#### Görev listesi:
a) Dolls filmi üzerine yazıda adı geçen bütün kişileri sıralayın.
b) Dolls filmi üzerine yazıya dayanarak aşağıdaki soruları cevaplayın.
(i) Film hangi yılın yapımıdır?
(ii) Filmde kaç farklı aşk hikayesi anlatılır?
(iii) Matsumoto, Sawako'nun intihar ettiğini hangi gün öğrenir?

#### Belge metni:
——
Dolls: Hüzünlü Bir Şiir

spot_img

Uzakdoğu sineması huzuru, doğayı, duygusallığı çağrıştırır. Filmlerinde bütün duygular huzurla iç içe geçer. Acı da mutluluk da hep hüzünlüdür. Bu yazımız Japon sinemasının iyi bir örneği hakkında olacak. Takeshi Kitano’nun 2002 yapımı Dolls filmi…

Filmi izlerken doğanın uçsuz bucaksız yollarında ilerlediğinizi hissediyorsunuz. Yönetmenin kamera kullanımı hakkında kelime bulmak zor. Fazlasıyla etkileyici çünkü. Renklerin ön plana çıktığı bu filmi, sessizlikte ilerleyen filmleri sevmeyen pek çok kişi bile sıkılmadan, aşkla izleyecektir.

Filmde üç farklı aşk hikayesine tanık oluyoruz. Renklerin büyüleyiciliğinin en dikkat çekici kısmı olan, ilk aşk hikayemizin çifti Matsumoto ve Sawako. Bu iki genç birbirlerine aşık bir çifttir. Matsumoto’nun ailesinin baskısıyla ayrılmaları ve devamında Matsumoto’nun başka biriyle evleneceği gün Sawako’nun intihar ettiğini öğrenmesiyle hikaye farklı bir boyuta taşınıyor. Düğünü bırakıp sevdiği kadına koşan Matsumoto’nun ardında bıraktığı ve bulduğu kişi aynı kişi değildir. İçtiği ilaçların etkisiyle hiçbir şey hatırlamayan, konuşmayan, adeta küçük bir bebek gibi sıfırlanan bir akılla karşılaşıyoruz. Matsumoto bu yaşananlardan sonra her şeyi geride bırakıp, Sawako’yu da alıp bitmeyen bir yolculuğa çıkıyor. Filmin etkileyici olmasının sebebi de bu bitmeyen yolculuk hikayesi.
——
(İşaretleme veri kümesi kayıtları)
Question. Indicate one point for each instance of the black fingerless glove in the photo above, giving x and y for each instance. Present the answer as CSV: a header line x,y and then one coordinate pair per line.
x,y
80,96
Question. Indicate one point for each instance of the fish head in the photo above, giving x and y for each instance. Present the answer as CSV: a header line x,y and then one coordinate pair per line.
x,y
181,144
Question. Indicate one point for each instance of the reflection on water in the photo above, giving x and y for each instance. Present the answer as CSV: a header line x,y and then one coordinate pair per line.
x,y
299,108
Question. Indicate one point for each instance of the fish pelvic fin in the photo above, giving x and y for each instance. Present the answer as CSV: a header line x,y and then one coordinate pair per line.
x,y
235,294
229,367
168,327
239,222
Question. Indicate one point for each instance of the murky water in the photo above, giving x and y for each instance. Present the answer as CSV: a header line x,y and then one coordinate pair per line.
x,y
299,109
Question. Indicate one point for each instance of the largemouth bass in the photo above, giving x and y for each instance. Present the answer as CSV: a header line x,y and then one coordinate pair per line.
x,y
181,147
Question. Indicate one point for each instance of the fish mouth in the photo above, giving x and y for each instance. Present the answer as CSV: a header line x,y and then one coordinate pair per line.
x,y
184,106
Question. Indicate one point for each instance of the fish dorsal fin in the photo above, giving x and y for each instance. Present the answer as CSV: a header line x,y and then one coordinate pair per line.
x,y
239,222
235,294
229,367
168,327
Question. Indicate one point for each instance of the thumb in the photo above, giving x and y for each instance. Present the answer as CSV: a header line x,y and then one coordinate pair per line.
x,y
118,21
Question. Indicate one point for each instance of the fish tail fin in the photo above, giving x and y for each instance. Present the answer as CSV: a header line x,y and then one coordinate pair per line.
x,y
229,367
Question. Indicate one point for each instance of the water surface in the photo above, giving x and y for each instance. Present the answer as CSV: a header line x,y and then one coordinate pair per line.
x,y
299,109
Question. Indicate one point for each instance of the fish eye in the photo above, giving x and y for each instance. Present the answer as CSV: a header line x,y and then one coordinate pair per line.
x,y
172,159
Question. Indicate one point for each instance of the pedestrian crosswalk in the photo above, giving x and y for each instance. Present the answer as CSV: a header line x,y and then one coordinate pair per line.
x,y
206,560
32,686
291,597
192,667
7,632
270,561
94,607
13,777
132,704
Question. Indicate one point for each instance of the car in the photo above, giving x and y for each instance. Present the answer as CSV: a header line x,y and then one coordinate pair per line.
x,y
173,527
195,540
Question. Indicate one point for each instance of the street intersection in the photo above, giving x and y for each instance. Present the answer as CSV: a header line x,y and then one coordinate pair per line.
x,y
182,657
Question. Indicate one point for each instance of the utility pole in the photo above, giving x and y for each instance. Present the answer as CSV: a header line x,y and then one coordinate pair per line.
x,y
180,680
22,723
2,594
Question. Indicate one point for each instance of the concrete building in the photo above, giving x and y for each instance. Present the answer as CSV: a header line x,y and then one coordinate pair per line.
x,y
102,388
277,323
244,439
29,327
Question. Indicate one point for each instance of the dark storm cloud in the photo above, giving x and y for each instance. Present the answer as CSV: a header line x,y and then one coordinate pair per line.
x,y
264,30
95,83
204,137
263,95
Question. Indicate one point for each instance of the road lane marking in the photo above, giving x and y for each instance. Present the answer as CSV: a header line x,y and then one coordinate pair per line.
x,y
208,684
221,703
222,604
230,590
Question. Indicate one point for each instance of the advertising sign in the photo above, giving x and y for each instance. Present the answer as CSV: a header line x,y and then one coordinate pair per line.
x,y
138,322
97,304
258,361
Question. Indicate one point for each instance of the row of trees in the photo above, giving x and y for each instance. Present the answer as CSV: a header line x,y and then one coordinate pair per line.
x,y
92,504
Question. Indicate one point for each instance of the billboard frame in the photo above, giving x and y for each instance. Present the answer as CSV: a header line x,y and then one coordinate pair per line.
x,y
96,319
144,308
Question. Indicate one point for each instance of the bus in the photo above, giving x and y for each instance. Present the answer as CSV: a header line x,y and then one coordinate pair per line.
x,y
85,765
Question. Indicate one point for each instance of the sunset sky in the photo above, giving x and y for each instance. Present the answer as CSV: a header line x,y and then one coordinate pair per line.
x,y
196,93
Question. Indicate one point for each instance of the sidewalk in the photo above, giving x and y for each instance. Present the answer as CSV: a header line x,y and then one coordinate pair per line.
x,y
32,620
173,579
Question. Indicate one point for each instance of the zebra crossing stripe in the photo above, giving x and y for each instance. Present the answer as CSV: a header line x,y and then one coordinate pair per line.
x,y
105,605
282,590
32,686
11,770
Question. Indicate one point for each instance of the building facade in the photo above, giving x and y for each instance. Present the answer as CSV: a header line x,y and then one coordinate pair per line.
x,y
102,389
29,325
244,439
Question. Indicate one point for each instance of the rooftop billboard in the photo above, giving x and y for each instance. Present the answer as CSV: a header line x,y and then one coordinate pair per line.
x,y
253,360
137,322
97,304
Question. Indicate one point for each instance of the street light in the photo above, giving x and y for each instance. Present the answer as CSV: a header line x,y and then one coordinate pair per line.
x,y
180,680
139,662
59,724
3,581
——
#### Görevlere göre cevaplar:
a)
Takeshi Kitano
Matsumoto
Sawako

b)
(i) 2002
(ii) Üç
(iii) Başka biriyle evleneceği gün